# [Provided data]
★ ★ ★ ★ ★

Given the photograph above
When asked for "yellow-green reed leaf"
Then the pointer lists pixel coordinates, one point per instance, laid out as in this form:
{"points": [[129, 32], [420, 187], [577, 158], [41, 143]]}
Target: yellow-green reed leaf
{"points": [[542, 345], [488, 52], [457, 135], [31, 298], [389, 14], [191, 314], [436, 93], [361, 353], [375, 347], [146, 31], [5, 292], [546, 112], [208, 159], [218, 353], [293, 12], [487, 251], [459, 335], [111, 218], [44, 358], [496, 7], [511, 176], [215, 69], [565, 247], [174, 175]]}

★ ★ ★ ★ ★

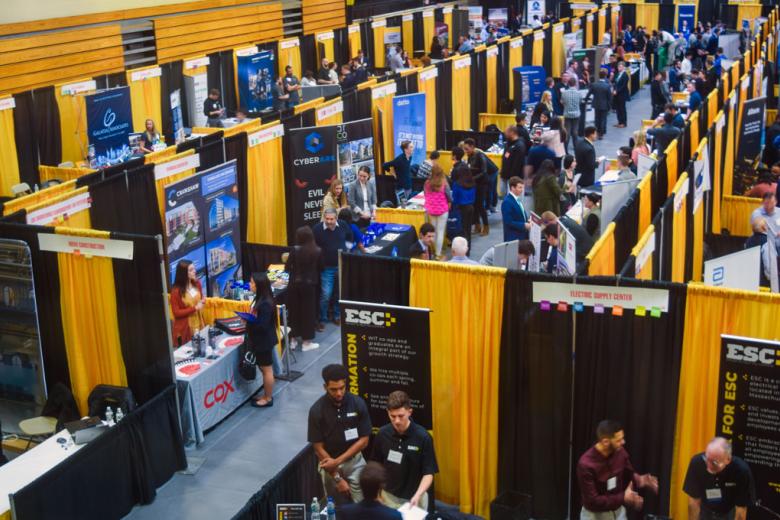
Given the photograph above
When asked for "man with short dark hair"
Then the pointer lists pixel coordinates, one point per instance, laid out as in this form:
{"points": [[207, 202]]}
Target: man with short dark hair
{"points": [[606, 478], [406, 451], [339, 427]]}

★ ★ ★ ★ ★

# [The request]
Return every line from the entries above that contains the word "leaf". Match case exactly.

# [Task output]
When asked for "yellow-green reed leaf"
Target: yellow-green reed leaf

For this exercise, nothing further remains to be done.